▶ Do this: How many of the lines below contain the word "building"? Reply with the number only.

▶ The records:
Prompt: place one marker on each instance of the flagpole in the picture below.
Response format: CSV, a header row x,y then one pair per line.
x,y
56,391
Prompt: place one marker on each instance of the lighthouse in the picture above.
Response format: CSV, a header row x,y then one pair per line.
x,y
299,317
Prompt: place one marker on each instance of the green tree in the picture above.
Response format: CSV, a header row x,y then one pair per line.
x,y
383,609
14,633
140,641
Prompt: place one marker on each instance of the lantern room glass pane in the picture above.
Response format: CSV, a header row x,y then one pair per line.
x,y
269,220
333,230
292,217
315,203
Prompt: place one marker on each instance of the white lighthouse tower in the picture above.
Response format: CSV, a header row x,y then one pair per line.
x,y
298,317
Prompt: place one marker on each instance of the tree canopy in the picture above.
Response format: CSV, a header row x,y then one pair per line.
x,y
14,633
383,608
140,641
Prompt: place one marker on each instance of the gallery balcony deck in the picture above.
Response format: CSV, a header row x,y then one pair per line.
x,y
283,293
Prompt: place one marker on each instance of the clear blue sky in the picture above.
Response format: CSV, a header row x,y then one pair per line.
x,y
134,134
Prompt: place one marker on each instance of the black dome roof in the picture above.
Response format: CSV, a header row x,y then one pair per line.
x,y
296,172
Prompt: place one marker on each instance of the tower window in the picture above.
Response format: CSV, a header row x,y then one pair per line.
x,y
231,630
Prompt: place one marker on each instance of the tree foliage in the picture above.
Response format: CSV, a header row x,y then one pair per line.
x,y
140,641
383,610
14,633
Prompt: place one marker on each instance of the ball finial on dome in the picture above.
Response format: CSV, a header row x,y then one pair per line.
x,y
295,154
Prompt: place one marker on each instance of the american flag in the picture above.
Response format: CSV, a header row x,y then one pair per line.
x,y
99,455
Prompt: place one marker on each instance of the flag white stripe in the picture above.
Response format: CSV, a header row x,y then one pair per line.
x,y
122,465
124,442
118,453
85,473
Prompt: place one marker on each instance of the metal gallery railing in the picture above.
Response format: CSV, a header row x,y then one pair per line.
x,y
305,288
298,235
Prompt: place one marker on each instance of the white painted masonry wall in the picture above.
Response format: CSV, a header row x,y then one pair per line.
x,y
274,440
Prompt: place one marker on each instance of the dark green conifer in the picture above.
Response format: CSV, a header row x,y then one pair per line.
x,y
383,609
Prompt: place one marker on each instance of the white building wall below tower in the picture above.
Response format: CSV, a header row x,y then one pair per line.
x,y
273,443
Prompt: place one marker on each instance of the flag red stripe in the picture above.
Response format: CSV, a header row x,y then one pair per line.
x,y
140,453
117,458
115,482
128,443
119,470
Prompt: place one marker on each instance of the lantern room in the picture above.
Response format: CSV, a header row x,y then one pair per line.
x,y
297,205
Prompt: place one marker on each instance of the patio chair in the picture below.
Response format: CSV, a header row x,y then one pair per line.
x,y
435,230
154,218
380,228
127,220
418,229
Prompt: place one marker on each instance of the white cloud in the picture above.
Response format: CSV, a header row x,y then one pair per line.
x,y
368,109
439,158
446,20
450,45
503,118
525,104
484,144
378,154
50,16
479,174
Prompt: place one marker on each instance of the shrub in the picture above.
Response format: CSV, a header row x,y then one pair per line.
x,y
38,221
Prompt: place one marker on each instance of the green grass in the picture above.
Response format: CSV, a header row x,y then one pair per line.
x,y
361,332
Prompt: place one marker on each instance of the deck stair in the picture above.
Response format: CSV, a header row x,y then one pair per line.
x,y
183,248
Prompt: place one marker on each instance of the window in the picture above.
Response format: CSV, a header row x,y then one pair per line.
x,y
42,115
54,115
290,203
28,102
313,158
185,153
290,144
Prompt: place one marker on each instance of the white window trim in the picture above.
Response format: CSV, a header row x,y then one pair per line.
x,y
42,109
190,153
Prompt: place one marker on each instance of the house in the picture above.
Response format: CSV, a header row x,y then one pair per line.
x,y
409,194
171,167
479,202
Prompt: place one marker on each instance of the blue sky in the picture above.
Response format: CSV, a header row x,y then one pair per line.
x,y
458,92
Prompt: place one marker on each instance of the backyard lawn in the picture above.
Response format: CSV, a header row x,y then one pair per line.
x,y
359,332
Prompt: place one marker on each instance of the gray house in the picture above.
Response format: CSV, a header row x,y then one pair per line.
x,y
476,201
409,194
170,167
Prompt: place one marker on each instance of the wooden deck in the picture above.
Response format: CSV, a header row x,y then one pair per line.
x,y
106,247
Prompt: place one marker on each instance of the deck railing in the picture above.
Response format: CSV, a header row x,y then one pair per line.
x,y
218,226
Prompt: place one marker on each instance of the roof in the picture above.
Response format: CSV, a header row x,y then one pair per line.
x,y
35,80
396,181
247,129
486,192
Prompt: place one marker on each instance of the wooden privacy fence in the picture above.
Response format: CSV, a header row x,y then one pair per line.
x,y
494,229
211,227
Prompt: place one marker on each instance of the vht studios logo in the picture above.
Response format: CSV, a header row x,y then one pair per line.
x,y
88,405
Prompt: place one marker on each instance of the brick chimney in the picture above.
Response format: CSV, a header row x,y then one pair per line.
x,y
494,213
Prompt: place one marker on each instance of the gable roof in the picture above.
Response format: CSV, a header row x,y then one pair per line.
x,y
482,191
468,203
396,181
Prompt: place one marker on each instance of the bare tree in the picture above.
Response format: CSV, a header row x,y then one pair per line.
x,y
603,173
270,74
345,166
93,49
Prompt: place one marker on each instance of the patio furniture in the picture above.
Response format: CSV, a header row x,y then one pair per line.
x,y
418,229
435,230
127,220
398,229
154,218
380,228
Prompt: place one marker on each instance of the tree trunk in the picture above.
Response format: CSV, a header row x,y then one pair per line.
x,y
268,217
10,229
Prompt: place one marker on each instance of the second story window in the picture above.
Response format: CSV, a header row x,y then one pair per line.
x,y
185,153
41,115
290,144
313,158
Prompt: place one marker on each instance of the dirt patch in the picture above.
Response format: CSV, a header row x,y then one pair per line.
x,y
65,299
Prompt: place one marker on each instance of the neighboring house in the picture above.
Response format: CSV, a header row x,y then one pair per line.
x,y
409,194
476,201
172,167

* * *

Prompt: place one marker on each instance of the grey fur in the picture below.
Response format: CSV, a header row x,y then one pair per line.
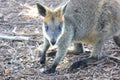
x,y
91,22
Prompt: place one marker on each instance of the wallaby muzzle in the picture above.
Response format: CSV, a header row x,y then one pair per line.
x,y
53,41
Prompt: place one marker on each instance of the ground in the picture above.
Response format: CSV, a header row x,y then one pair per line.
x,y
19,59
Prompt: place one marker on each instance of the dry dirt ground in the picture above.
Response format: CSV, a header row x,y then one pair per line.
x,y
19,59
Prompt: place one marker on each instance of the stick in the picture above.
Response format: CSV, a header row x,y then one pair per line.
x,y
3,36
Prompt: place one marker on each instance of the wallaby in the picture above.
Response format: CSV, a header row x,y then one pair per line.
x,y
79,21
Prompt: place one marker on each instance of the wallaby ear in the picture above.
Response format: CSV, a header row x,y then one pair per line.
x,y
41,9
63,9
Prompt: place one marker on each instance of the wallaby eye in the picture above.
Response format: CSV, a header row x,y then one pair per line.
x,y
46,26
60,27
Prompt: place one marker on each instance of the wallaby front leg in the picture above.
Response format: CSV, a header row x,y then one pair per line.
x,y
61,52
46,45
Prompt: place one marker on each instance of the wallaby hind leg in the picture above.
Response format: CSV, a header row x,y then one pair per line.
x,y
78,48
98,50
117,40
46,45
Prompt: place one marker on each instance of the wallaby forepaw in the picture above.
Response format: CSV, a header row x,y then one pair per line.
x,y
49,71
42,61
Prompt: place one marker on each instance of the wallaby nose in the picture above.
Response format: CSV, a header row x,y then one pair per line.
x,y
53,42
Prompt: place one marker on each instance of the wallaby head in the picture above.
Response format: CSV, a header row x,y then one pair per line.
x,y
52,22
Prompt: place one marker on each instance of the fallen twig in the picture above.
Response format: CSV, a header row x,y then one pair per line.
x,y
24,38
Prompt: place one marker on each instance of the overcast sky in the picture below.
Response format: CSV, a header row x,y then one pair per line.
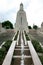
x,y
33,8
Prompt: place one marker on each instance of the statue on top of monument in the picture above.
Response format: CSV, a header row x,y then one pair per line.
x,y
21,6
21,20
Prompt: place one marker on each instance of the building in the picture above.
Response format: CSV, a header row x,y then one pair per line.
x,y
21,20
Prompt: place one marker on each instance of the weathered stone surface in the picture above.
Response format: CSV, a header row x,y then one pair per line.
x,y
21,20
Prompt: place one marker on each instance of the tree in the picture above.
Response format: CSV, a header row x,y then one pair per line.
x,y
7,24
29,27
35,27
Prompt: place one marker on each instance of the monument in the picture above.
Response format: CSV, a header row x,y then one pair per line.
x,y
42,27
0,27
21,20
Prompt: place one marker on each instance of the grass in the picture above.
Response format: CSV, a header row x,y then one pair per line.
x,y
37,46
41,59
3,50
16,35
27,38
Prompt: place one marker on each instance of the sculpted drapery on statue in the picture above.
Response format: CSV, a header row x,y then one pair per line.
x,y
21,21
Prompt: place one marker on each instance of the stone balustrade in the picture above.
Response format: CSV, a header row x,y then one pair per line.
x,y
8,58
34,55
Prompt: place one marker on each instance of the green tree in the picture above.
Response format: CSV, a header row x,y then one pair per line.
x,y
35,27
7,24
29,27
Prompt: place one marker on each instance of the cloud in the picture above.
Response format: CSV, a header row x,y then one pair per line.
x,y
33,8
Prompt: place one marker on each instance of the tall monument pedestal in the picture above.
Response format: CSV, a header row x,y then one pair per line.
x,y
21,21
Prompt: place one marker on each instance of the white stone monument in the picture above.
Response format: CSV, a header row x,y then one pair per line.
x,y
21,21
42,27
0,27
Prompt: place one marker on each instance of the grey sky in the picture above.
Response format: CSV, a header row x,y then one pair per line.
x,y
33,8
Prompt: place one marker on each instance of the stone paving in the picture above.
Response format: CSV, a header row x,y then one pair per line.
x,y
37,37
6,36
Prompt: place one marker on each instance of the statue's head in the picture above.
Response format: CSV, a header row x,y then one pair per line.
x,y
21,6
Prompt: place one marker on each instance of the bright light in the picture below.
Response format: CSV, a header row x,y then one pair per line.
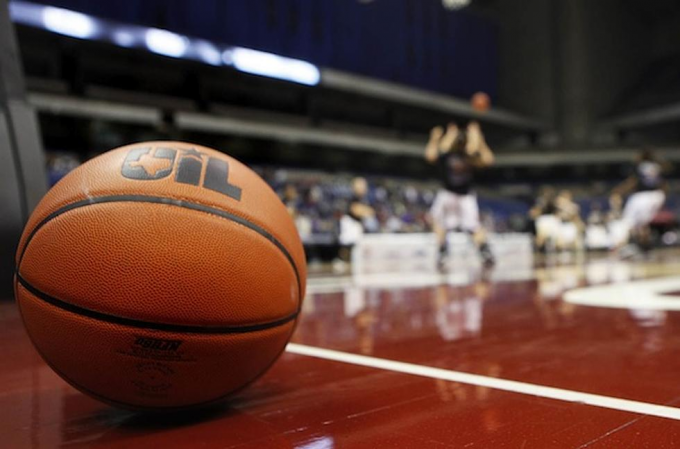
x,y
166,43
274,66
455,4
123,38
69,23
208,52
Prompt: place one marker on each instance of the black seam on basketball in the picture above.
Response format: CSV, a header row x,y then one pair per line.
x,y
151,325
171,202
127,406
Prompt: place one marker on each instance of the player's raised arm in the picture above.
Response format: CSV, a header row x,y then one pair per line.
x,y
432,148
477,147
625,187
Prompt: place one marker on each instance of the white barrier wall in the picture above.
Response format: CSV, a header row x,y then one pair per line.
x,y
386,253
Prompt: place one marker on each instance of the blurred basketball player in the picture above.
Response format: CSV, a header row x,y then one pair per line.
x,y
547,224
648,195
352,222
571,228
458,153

---

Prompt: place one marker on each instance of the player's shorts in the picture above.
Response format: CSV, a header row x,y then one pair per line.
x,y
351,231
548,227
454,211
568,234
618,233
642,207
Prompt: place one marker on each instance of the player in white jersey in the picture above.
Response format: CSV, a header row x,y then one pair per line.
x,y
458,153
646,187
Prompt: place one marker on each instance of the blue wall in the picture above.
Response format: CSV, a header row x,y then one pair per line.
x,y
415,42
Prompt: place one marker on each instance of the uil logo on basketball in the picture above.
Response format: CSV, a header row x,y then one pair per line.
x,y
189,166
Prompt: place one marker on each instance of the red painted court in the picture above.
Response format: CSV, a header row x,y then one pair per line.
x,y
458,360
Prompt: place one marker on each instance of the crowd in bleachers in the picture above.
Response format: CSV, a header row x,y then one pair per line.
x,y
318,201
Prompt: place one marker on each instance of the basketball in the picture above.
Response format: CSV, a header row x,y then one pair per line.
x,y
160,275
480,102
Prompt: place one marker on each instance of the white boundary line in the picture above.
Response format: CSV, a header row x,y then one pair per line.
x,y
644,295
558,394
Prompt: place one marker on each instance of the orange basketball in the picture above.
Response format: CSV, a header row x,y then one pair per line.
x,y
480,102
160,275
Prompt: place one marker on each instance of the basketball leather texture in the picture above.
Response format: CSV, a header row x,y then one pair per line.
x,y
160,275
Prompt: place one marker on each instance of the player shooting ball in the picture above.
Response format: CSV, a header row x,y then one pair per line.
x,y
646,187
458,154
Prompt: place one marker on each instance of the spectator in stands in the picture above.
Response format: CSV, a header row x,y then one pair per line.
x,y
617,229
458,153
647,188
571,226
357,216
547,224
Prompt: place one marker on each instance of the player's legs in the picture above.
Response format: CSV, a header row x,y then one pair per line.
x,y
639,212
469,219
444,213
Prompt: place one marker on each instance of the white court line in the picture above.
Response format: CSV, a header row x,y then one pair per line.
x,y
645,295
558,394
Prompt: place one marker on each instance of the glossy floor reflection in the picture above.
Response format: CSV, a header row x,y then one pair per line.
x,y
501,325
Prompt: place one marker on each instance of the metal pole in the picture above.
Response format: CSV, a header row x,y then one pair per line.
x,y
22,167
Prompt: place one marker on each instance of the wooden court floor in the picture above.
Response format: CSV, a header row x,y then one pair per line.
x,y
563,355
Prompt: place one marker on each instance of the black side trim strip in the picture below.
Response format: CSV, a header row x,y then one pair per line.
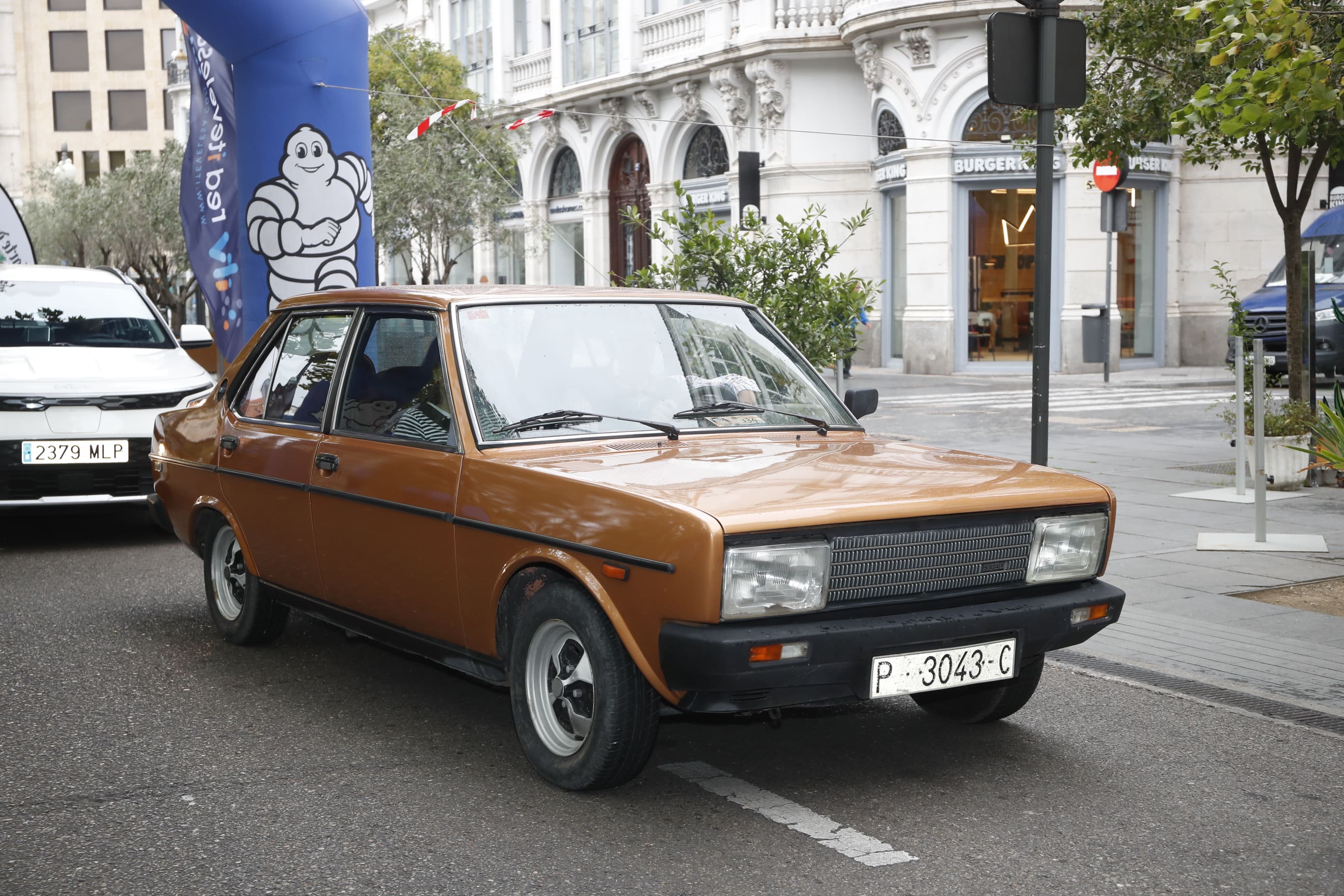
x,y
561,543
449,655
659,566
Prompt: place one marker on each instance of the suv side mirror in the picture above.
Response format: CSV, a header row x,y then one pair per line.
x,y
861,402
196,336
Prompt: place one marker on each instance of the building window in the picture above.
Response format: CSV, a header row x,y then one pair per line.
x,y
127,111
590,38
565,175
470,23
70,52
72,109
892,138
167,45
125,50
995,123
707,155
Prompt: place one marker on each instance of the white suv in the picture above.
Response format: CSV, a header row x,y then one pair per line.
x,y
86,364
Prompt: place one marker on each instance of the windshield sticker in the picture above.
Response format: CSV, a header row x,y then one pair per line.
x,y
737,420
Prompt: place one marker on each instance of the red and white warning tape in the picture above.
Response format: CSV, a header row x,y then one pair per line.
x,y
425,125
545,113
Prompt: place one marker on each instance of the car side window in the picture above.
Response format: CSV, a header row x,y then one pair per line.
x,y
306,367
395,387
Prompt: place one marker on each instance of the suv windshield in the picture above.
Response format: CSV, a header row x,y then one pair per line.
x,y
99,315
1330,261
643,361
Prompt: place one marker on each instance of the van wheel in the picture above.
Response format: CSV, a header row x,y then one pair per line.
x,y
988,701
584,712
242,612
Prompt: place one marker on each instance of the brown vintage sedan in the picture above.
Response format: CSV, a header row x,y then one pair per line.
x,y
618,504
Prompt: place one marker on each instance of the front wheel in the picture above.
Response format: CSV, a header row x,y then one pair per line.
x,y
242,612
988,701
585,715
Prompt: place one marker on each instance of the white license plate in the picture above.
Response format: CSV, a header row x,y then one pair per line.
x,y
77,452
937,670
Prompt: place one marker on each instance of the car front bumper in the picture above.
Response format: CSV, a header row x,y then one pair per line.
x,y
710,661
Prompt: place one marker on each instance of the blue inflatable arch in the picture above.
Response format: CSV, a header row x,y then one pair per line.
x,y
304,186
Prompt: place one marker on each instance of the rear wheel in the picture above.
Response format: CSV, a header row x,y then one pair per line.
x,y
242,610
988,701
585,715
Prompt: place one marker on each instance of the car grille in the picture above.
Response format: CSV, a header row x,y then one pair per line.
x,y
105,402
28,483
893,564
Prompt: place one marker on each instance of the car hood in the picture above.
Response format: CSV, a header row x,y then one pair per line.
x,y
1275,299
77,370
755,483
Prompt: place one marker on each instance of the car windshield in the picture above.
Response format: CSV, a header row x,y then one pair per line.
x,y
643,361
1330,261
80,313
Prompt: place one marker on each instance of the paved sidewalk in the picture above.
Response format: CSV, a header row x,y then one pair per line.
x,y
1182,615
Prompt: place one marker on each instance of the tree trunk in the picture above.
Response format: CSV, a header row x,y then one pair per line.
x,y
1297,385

▶ The solution: 3